§ What the task asks
Pick out every line of the items below that contains the string "sandy", and copy each such line. Case counts.

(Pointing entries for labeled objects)
################

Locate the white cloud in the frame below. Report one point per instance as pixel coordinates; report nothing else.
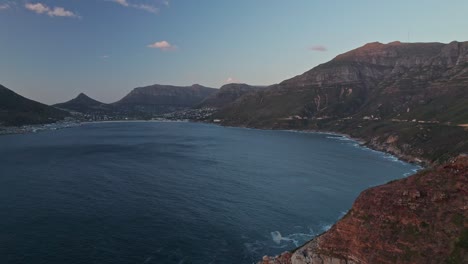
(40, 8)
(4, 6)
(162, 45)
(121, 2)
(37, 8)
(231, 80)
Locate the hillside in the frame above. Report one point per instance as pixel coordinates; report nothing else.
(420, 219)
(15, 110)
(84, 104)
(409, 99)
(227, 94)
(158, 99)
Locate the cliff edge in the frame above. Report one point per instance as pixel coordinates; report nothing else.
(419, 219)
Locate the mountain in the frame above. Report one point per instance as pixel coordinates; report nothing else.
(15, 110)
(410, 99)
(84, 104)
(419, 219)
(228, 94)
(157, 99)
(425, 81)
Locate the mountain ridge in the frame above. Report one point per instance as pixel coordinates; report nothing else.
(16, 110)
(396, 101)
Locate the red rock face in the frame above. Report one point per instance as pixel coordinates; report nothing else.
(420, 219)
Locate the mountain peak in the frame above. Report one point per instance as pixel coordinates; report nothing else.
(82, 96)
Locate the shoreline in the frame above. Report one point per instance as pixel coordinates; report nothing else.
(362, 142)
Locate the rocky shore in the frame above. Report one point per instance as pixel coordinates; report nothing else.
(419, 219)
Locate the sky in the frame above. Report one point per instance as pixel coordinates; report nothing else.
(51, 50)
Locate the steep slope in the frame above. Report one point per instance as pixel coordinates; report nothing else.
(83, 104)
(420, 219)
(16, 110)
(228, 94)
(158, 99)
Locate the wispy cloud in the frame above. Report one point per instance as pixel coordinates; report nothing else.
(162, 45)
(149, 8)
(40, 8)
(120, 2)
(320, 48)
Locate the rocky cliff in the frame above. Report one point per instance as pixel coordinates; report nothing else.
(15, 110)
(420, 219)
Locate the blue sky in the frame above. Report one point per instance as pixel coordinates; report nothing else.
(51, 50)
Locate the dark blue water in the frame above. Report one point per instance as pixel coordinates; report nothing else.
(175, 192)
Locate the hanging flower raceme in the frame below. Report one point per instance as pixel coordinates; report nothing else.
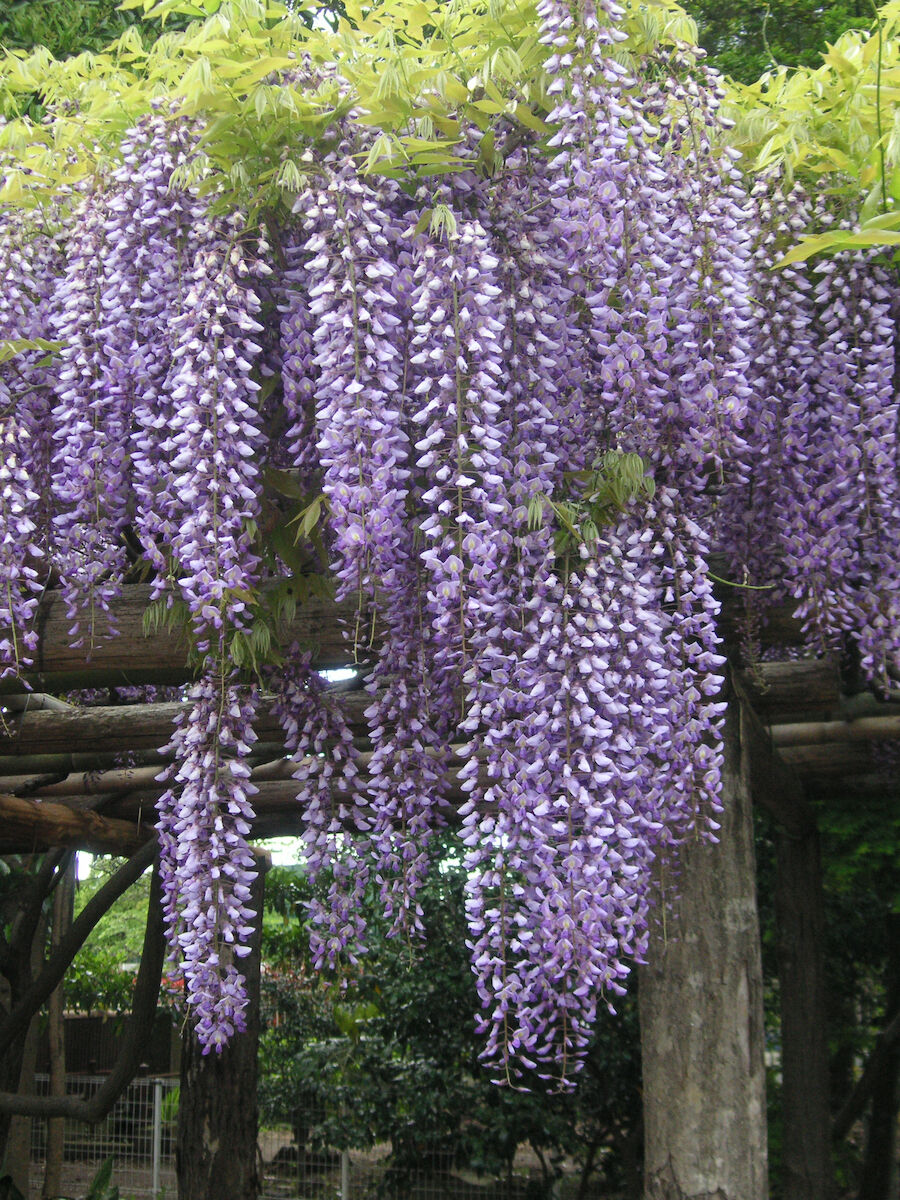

################

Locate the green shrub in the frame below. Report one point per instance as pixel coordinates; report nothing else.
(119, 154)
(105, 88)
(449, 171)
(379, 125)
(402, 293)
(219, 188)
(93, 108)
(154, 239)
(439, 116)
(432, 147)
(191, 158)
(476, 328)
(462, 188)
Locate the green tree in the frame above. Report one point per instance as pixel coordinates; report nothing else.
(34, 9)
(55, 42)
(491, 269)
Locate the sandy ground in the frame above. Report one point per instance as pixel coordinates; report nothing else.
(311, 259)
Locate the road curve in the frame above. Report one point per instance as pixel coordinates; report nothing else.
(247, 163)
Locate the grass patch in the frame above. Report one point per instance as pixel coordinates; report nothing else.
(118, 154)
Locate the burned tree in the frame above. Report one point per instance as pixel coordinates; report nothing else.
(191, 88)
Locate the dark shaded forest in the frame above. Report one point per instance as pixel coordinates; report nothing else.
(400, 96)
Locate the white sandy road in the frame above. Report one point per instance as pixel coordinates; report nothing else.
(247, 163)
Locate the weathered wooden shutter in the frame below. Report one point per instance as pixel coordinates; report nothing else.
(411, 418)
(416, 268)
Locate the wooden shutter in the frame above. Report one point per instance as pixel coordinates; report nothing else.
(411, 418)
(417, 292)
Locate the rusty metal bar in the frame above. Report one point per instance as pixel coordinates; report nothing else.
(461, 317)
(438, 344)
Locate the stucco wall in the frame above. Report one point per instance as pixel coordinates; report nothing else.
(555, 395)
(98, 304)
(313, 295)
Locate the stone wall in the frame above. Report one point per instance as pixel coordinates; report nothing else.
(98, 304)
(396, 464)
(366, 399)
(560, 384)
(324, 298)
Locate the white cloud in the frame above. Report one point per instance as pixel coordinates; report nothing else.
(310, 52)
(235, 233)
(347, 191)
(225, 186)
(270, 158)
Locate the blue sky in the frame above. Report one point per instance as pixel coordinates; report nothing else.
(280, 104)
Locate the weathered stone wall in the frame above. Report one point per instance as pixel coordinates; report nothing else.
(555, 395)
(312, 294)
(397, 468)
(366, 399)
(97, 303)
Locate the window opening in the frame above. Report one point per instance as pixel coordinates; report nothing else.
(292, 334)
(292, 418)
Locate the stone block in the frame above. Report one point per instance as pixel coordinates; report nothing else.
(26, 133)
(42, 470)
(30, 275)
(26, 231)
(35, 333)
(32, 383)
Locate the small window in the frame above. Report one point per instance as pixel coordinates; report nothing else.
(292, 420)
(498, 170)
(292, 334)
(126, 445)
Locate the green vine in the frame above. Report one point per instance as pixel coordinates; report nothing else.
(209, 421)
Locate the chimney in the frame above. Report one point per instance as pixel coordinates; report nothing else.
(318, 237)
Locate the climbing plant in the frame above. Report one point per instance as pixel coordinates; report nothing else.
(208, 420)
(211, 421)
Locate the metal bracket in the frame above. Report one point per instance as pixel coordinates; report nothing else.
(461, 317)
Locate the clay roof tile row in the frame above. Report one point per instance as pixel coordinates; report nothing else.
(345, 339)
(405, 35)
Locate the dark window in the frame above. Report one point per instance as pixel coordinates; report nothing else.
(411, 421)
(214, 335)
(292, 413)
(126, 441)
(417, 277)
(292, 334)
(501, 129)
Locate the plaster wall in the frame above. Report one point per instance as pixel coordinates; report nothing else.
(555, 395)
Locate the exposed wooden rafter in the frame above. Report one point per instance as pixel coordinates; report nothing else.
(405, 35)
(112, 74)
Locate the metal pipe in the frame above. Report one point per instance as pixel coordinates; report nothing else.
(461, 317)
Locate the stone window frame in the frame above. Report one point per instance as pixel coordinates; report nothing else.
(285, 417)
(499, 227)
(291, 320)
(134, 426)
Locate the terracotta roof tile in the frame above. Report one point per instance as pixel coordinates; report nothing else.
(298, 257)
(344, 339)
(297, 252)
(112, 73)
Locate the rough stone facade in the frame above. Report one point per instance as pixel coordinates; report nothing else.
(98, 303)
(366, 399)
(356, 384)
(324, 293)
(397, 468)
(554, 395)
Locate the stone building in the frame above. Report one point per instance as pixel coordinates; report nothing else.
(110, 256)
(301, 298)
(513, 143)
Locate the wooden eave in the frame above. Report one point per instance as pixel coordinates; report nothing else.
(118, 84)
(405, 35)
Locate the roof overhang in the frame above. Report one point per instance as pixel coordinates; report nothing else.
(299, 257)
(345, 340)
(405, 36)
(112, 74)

################

§ Solved exercise
Locate the sandy ground in the frame above. Report one point per instance as pixel coordinates; report nothing else.
Locate the white sandy road in the frame above. Report one point per instance as pixel coordinates; report nothing else.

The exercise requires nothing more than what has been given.